Required work: Reproduce each of the following records verbatim, line for line.
- - -
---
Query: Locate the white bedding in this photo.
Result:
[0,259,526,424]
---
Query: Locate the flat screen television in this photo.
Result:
- - -
Written response:
---
Query: Locate the white bedding in this photo.
Result:
[0,259,526,424]
---
Query: Locate the flat screen television in this photo.
Result:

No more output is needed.